> Data shown
________________________________________

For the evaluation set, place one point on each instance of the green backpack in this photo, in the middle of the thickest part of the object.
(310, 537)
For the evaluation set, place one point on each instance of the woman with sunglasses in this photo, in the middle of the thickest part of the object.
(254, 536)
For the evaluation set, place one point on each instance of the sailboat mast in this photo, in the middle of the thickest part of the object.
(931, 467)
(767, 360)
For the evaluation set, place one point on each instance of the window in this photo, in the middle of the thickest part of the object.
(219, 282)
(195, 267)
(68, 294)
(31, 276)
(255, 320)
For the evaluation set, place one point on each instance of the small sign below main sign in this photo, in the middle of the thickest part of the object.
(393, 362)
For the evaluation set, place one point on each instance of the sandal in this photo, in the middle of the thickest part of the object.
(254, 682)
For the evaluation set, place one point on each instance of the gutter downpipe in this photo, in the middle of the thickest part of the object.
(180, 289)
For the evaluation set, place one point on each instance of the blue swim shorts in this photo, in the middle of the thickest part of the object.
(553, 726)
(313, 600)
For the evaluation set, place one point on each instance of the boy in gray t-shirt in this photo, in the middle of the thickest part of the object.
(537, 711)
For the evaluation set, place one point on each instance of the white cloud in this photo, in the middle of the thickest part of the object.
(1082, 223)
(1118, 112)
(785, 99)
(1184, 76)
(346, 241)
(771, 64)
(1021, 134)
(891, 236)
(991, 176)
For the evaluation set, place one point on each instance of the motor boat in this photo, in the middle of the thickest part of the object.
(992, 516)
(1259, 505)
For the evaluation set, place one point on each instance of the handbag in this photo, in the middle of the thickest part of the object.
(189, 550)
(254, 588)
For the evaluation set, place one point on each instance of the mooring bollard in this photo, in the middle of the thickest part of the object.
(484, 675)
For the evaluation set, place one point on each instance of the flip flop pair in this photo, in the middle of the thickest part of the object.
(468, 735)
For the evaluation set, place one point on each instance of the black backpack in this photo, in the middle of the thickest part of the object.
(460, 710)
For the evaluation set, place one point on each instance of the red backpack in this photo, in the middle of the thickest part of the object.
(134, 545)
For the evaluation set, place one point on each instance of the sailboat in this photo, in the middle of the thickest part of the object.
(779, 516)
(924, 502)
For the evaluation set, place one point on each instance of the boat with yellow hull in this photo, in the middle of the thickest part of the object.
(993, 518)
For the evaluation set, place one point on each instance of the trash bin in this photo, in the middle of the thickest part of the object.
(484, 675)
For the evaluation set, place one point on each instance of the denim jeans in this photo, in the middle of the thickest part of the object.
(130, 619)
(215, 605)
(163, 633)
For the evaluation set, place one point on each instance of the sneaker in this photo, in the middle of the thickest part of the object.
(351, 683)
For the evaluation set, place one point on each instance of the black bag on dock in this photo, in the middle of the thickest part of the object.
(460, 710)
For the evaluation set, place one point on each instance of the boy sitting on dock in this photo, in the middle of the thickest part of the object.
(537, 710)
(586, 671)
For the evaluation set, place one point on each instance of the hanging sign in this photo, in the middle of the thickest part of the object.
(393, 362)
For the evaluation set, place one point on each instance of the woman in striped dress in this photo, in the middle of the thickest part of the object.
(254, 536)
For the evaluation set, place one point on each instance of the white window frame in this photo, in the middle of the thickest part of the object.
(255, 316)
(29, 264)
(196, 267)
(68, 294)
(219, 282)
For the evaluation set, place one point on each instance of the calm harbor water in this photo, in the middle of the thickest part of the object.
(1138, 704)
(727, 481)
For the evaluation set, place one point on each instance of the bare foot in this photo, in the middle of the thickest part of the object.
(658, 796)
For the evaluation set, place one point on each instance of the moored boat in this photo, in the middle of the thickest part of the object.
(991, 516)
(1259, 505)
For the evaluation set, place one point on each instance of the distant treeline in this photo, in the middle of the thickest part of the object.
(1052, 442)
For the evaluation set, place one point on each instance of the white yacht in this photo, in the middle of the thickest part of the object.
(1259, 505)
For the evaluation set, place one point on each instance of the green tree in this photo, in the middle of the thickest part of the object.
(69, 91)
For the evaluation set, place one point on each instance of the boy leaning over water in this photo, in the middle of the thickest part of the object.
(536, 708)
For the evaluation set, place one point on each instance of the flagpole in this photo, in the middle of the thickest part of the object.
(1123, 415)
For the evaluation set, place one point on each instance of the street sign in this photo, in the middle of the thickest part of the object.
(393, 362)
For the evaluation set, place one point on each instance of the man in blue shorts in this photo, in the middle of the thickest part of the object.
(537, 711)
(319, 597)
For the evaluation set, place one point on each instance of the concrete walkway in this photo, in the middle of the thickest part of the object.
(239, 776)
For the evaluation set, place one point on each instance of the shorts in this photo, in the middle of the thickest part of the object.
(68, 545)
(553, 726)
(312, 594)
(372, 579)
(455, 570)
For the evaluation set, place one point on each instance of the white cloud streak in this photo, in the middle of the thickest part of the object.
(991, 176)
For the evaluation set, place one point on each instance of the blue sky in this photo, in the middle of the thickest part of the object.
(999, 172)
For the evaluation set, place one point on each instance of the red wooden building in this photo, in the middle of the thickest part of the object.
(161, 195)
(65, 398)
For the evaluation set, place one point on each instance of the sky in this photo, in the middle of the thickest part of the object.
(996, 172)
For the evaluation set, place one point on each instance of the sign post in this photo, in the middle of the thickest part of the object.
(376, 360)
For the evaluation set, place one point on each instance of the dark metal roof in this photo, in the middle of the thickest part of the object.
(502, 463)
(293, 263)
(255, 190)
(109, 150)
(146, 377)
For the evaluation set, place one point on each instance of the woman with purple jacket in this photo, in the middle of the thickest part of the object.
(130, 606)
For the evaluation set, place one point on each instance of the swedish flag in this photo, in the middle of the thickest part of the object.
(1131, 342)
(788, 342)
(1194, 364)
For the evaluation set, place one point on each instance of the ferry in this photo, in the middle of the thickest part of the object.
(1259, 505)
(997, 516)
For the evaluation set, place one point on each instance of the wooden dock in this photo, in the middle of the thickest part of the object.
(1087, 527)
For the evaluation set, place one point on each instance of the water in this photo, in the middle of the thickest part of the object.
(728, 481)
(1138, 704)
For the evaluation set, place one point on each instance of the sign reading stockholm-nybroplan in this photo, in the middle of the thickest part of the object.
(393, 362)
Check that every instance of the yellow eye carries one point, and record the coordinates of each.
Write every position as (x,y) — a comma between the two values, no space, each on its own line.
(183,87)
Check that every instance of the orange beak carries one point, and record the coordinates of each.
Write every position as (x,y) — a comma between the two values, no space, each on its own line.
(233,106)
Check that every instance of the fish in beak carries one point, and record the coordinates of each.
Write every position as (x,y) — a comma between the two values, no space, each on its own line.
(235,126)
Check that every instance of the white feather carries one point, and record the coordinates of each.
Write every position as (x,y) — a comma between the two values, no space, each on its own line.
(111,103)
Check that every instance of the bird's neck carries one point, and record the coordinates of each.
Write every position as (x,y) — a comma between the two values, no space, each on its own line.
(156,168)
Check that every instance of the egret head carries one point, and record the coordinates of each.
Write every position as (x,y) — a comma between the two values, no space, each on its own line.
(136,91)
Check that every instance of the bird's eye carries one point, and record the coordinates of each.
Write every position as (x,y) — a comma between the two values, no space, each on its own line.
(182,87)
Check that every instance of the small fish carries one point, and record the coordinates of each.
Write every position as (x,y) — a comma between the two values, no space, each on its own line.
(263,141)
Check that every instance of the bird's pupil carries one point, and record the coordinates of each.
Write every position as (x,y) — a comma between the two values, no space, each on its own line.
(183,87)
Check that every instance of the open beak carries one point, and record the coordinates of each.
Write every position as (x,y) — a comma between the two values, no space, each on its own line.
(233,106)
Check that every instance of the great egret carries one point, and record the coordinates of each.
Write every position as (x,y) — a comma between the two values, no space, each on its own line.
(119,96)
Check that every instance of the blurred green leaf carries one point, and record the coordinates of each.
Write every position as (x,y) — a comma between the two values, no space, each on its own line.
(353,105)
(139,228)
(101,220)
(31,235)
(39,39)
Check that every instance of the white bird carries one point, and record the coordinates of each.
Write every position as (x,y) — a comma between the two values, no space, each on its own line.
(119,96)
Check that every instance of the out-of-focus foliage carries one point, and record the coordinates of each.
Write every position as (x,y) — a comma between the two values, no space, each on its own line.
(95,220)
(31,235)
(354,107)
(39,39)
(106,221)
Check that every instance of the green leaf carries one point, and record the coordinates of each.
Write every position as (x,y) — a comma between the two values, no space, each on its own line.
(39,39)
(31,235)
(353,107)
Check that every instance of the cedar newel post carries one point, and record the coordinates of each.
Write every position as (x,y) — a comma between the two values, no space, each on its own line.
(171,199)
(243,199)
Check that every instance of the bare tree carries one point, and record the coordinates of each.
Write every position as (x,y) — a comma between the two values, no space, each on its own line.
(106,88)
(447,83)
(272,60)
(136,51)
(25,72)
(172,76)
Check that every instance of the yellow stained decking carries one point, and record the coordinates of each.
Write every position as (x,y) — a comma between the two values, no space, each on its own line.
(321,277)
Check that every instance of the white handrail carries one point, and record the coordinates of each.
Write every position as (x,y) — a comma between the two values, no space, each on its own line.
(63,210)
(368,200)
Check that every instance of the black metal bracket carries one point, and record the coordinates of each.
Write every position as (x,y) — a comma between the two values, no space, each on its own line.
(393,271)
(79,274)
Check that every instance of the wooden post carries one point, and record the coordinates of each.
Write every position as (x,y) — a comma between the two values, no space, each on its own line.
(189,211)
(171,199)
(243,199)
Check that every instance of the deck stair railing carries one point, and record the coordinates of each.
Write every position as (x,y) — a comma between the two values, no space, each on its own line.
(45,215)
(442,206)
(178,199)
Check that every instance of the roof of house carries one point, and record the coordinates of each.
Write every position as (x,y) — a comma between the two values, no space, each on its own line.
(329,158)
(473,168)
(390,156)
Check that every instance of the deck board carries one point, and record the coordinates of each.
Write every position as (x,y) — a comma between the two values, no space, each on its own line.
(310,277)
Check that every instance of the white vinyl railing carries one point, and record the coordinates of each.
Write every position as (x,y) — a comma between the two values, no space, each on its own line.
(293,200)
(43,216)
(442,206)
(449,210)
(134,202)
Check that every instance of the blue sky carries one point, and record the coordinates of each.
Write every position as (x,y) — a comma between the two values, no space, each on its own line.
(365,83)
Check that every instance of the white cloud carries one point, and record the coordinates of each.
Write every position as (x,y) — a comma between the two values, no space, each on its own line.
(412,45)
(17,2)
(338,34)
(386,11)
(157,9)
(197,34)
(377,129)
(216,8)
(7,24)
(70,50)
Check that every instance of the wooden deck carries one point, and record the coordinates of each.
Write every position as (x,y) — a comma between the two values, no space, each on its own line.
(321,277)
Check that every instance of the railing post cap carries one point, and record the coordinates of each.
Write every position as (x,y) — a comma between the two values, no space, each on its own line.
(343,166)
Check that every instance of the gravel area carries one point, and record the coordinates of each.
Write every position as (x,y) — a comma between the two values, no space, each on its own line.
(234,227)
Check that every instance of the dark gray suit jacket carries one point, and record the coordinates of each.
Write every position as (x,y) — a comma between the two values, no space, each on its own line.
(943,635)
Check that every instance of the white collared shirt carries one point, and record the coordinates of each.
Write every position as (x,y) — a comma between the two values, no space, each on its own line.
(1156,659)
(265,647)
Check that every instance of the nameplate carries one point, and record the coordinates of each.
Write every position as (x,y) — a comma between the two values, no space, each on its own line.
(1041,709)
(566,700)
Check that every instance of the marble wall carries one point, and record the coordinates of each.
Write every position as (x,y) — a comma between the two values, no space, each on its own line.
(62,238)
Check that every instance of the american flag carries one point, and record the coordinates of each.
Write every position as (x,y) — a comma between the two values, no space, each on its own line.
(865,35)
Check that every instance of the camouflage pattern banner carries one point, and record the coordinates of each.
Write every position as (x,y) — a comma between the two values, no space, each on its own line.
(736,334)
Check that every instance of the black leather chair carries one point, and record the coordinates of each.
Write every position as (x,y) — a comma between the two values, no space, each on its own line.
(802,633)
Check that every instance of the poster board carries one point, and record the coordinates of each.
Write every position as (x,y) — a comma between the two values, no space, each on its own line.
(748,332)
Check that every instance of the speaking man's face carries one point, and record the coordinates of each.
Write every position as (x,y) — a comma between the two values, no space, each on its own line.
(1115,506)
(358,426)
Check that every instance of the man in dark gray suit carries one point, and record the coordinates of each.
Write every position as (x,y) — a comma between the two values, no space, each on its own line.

________________________________________

> What the task requires
Copy the records starting at the line that contains "Check that every instance of the black leather" and ending at the end of the records, substituting "whiteboard" for "poster board" and leaving everything else unchanged.

> Answer to the exercise
Check that every instance of the black leather chair carries one point, and record the coordinates of each.
Write every position as (x,y) — a comma between the two values, no space, each on its own line.
(802,633)
Check that every instance of the whiteboard carries one point, and record the coordinates of each.
Write every position as (x,y) — a comma between the two values, no space, each on its own line.
(748,332)
Check that every instance of the speaking man's face carries one point, and record the coordinates of each.
Write every position as (x,y) — a comma between the two values, no space, each on its own line.
(1115,506)
(358,426)
Check that every instance of the man in dark gray suit carries one point, and record the coordinates of each.
Write every position as (x,y) — a comma between the two values, no space, each on its own line.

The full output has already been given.